--- Start ---
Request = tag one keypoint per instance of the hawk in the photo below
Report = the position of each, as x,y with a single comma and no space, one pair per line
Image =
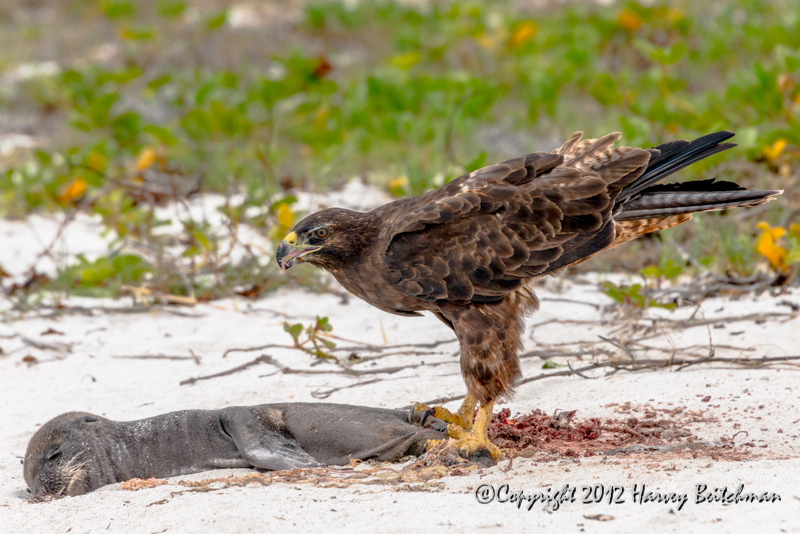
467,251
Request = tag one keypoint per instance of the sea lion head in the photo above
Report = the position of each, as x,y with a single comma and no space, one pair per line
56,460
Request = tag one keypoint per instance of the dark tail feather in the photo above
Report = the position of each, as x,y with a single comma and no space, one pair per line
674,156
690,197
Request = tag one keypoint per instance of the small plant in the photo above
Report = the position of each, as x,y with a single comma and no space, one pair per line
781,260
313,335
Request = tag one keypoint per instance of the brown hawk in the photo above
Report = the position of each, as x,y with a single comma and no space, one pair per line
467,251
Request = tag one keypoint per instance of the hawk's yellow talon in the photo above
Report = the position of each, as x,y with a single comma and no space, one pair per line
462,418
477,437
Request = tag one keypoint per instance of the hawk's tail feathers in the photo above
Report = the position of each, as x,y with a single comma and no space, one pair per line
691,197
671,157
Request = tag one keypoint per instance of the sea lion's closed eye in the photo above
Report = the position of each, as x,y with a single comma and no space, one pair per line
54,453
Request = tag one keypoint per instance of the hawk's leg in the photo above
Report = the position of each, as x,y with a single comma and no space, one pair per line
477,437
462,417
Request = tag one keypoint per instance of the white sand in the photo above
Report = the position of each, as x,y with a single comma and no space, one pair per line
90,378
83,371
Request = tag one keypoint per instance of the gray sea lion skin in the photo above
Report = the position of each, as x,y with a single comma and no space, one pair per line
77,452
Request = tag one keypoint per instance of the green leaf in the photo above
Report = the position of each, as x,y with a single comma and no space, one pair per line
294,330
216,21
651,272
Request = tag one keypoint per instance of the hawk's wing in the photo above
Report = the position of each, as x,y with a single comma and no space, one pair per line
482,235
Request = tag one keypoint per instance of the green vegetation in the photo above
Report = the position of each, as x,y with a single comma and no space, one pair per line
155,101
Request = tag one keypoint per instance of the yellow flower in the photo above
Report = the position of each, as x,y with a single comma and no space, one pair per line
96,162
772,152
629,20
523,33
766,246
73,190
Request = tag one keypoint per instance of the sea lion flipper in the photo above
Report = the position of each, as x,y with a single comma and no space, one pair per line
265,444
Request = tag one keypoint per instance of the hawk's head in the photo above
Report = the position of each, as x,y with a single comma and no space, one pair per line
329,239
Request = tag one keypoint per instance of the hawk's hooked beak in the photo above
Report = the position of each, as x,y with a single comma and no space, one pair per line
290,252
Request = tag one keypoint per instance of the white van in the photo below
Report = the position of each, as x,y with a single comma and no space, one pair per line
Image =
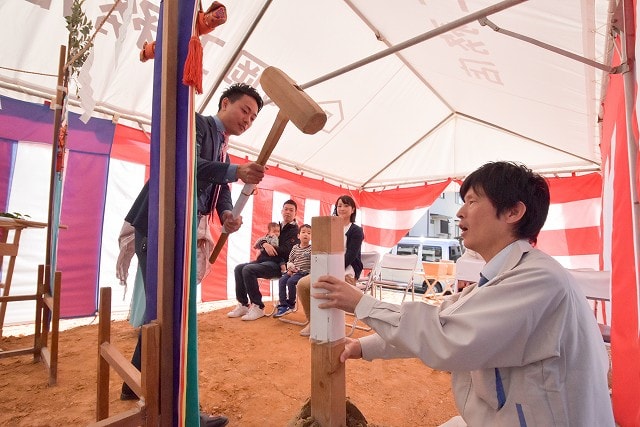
--- End ---
## Written problem
Put the lines above into a Markdown table with two columns, Row and Line, giving each line its row number and skipping blank lines. Leave the pictures out of the table.

## Task result
| Row | Line |
|---|---|
| 1 | Request = tag one keypoint per instance of the hawk in the photo below |
| 2 | Report = the position of each, as x,y with a single comma and no space, one pair per line |
| 3 | Image = |
| 4 | 467,251 |
| 5 | Request = tag one keypoint per instance of the sea lion head in the photo above |
| 6 | Report = the position of each, as x,y with a single comma and no space, one pair per line |
| 7 | 56,460 |
| 8 | Request = tag one keypoint per instance of the dark tail feather in the photo above |
| 9 | Report = the position of each, as x,y with a single comma and no space, one pair per line |
| 10 | 674,156 |
| 11 | 690,197 |
| 12 | Request = tag one keypoint per instance of the small plant in the photo above |
| 13 | Report = the position of each, as x,y with a single comma and no space, one pair per line |
| 14 | 781,260 |
| 15 | 313,335 |
| 16 | Request = tag one keypoint per instance of the brown hawk in the photo above |
| 17 | Report = the position of each, as x,y with a single comma and no space, one pair per line |
| 18 | 467,251 |
| 19 | Request = tag one keypoint per instance of the hawk's yellow talon in the photo above |
| 20 | Report = the position of each, as x,y with a single comma and no space, one pair per line |
| 21 | 462,418 |
| 22 | 477,437 |
| 23 | Request = tag one keypoint per instance of the hawk's tail feathers in the photo above |
| 24 | Report = the position of each, as x,y with a single comma and no space, one pair per line |
| 25 | 691,197 |
| 26 | 671,157 |
| 27 | Request = tag one keypoint per instance of the sea lion's closed eye in the photo above |
| 28 | Report = the position of each, as x,y with a single comma and no space, one pair per line |
| 29 | 54,453 |
| 30 | Request = tag one keypoint per instance of the hawk's leg in the photo above |
| 31 | Report = the position of each, as x,y with a single comma and no space, one pair per line |
| 32 | 477,437 |
| 33 | 462,417 |
| 34 | Request = tag one keypoint per instance of the white sand in the photo above |
| 35 | Report = the position of each, as x,y with a single comma and no space, one pair per line |
| 36 | 90,378 |
| 37 | 83,371 |
| 38 | Request = tag one keypoint per instance of the gray sea lion skin in the photo above |
| 39 | Report = the position of each, as x,y with a single comma and no space, one pair per line |
| 40 | 77,452 |
| 41 | Request = tag one keypoint per instance of the green leaf in the photo above |
| 42 | Report = the position of each, as x,y with a single comma and no space, one pair per line |
| 43 | 294,330 |
| 44 | 216,21 |
| 45 | 651,272 |
| 46 | Request = tag one keypoint per instance of the hawk's wing in the photo above |
| 47 | Report = the position of each, as x,y with a single comma and no space, one pair per line |
| 48 | 482,235 |
| 49 | Request = tag one keypoint per instance of the green vegetation in the photo above |
| 50 | Report = the position of each, as x,y with a single comma and no space, one pair per line |
| 51 | 155,101 |
| 52 | Request = tag one keypoint per instance of the yellow flower in the photo above |
| 53 | Report = the position of each, as x,y with a single comma and no space, one pair per line |
| 54 | 96,162 |
| 55 | 772,152 |
| 56 | 629,20 |
| 57 | 523,33 |
| 58 | 766,246 |
| 59 | 73,190 |
| 60 | Request = tag one keypoint per instance of the sea lion flipper in the photo above |
| 61 | Report = the position of each, as x,y with a single comma and no space, one pair per line |
| 62 | 265,444 |
| 63 | Request = tag one keypoint per instance of the hawk's head in the photo above |
| 64 | Report = the position of each, as x,y with a single comma and no space, one pair per line |
| 65 | 329,239 |
| 66 | Request = tag one keypoint per instance of the hawk's hooked beak in the photo above |
| 67 | Report = the position of each, as x,y with a single comma and no space, one pair per line |
| 68 | 290,252 |
| 69 | Request = tag one keypoint per instance of the white van in the photo below |
| 70 | Report = the position of each, as x,y with a single comma and no space, one pair per line |
| 71 | Image = |